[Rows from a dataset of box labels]
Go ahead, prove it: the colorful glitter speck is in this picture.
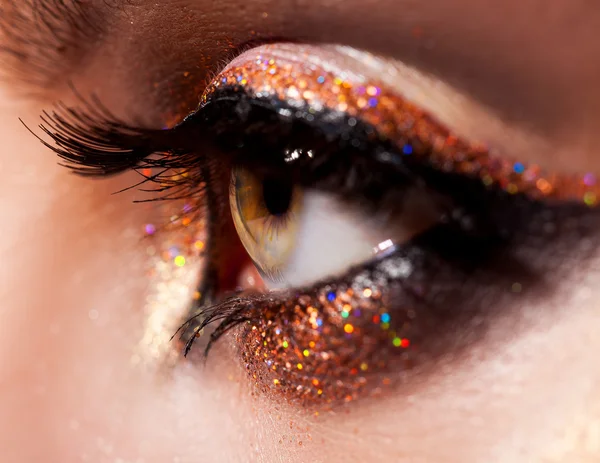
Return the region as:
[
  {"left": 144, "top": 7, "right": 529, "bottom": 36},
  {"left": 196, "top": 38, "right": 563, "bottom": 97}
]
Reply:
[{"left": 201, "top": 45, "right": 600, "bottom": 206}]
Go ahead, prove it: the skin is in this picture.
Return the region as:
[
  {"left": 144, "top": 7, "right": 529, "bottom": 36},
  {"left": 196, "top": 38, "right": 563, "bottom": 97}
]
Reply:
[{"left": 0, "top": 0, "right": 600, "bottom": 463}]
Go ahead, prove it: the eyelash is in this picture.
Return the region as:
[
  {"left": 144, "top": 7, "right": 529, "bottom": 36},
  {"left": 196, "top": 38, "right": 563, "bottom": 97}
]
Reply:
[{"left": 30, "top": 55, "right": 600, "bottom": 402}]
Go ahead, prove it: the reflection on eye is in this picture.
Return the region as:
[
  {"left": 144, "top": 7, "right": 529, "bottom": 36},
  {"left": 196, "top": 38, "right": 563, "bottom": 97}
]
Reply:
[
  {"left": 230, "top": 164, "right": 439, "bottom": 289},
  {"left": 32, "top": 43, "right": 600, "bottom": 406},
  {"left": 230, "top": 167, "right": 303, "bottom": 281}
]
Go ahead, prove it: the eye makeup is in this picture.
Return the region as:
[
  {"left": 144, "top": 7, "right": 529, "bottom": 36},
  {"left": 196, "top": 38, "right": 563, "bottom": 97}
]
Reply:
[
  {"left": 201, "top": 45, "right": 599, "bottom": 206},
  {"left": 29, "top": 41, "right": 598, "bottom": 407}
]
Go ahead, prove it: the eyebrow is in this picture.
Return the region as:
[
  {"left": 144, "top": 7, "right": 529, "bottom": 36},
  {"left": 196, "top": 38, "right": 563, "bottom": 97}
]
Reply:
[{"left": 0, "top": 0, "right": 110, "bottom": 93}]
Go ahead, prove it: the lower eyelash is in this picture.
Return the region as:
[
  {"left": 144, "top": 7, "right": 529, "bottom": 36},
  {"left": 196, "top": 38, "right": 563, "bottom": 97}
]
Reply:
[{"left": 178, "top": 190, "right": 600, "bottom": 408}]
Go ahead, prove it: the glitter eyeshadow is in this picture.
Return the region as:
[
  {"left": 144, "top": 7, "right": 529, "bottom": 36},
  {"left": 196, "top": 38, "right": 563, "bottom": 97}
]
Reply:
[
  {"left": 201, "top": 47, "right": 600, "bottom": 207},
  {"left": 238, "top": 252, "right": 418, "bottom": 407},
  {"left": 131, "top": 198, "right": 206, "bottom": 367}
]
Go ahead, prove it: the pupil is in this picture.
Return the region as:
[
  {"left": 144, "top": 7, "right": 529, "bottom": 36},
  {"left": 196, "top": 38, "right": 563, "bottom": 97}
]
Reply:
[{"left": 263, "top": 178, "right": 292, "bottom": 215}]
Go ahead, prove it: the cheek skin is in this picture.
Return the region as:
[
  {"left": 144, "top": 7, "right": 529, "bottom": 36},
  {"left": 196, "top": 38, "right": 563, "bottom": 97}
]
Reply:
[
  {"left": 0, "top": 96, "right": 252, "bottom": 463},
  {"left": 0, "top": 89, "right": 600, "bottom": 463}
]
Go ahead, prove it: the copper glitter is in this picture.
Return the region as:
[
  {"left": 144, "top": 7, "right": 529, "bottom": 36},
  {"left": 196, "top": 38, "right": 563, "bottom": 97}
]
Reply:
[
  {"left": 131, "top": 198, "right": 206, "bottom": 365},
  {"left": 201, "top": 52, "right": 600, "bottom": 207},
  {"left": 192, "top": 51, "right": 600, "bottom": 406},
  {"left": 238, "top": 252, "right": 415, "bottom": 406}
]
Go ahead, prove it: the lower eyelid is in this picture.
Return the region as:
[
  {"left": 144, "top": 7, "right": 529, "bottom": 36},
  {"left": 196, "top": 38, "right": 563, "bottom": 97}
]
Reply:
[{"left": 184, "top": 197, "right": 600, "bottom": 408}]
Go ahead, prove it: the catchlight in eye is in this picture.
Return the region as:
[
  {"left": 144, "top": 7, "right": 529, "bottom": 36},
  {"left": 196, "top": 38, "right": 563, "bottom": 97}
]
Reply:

*Directive*.
Reproduce the entire listing above word for word, leaving the pictures out of your answer.

*Solution to this task*.
Go ahead, prove it: the colorful glitter speck is in this picture.
Return the region as:
[
  {"left": 144, "top": 7, "right": 529, "bottom": 36},
  {"left": 196, "top": 38, "right": 563, "bottom": 97}
]
Reply:
[{"left": 201, "top": 45, "right": 600, "bottom": 206}]
Go ahead, prove it: the skin is in this picture.
Return the region as:
[
  {"left": 144, "top": 7, "right": 529, "bottom": 36},
  {"left": 196, "top": 38, "right": 563, "bottom": 97}
]
Reply:
[{"left": 0, "top": 0, "right": 600, "bottom": 463}]
Go ahead, prove it: the eyelash is in this picture.
Return the region as:
[
  {"left": 144, "top": 7, "right": 529, "bottom": 36},
  {"left": 196, "top": 38, "right": 563, "bottom": 97}
]
Reply:
[{"left": 30, "top": 55, "right": 600, "bottom": 402}]
Go ahead, prove it: the reflection on eye is in this picture.
Return the region as:
[
  {"left": 144, "top": 7, "right": 529, "bottom": 36},
  {"left": 196, "top": 38, "right": 563, "bottom": 97}
]
Reply:
[
  {"left": 230, "top": 164, "right": 439, "bottom": 289},
  {"left": 32, "top": 43, "right": 600, "bottom": 406},
  {"left": 230, "top": 167, "right": 303, "bottom": 281}
]
Go ahead, prove it: the eye makeup is in this picture.
Return the region as:
[
  {"left": 144, "top": 7, "right": 529, "bottom": 36},
  {"left": 196, "top": 38, "right": 563, "bottom": 97}
]
Reply:
[
  {"left": 201, "top": 45, "right": 599, "bottom": 206},
  {"left": 29, "top": 41, "right": 598, "bottom": 407}
]
Go ahead, prove it: the eyebrow is in this picture.
Return the region as:
[
  {"left": 144, "top": 7, "right": 529, "bottom": 36},
  {"left": 196, "top": 38, "right": 563, "bottom": 97}
]
Reply:
[{"left": 0, "top": 0, "right": 110, "bottom": 93}]
Go ahead, prove it: the lower eyelash is in this picture.
Return the region as:
[
  {"left": 144, "top": 7, "right": 529, "bottom": 36},
  {"left": 196, "top": 38, "right": 563, "bottom": 97}
]
Reply:
[{"left": 178, "top": 190, "right": 600, "bottom": 408}]
Go ahead, prove it: the glitter eyeshadow is in this picture.
Return the region as:
[
  {"left": 144, "top": 7, "right": 529, "bottom": 36},
  {"left": 196, "top": 38, "right": 563, "bottom": 97}
]
Reply:
[
  {"left": 201, "top": 47, "right": 600, "bottom": 207},
  {"left": 238, "top": 252, "right": 418, "bottom": 407},
  {"left": 131, "top": 198, "right": 206, "bottom": 367}
]
Go ahead, prove it: the pupil is in this picture.
Return the region as:
[
  {"left": 144, "top": 7, "right": 529, "bottom": 36},
  {"left": 196, "top": 38, "right": 563, "bottom": 97}
]
Reply:
[{"left": 263, "top": 178, "right": 292, "bottom": 215}]
Go ahead, prove it: the cheek skin is in this picture.
Return the region as:
[
  {"left": 144, "top": 7, "right": 529, "bottom": 36},
  {"left": 196, "top": 38, "right": 563, "bottom": 97}
]
Reply:
[
  {"left": 0, "top": 96, "right": 252, "bottom": 463},
  {"left": 0, "top": 89, "right": 600, "bottom": 463}
]
Go ahead, prove it: the copper glitter is in this picture.
Return the region as:
[
  {"left": 144, "top": 7, "right": 529, "bottom": 36},
  {"left": 196, "top": 38, "right": 563, "bottom": 97}
]
Reply:
[
  {"left": 131, "top": 198, "right": 206, "bottom": 365},
  {"left": 201, "top": 52, "right": 600, "bottom": 207},
  {"left": 192, "top": 51, "right": 600, "bottom": 406},
  {"left": 238, "top": 252, "right": 415, "bottom": 406}
]
Go ahead, prove it: the lower eyelid is in this picture.
Return the region as:
[
  {"left": 144, "top": 7, "right": 529, "bottom": 36},
  {"left": 196, "top": 38, "right": 563, "bottom": 97}
]
Reply:
[{"left": 184, "top": 197, "right": 600, "bottom": 408}]
Go ahead, prove it: the catchlight in eye is in this picture.
Return the region as:
[
  {"left": 144, "top": 7, "right": 529, "bottom": 36},
  {"left": 196, "top": 38, "right": 563, "bottom": 97}
]
Reply:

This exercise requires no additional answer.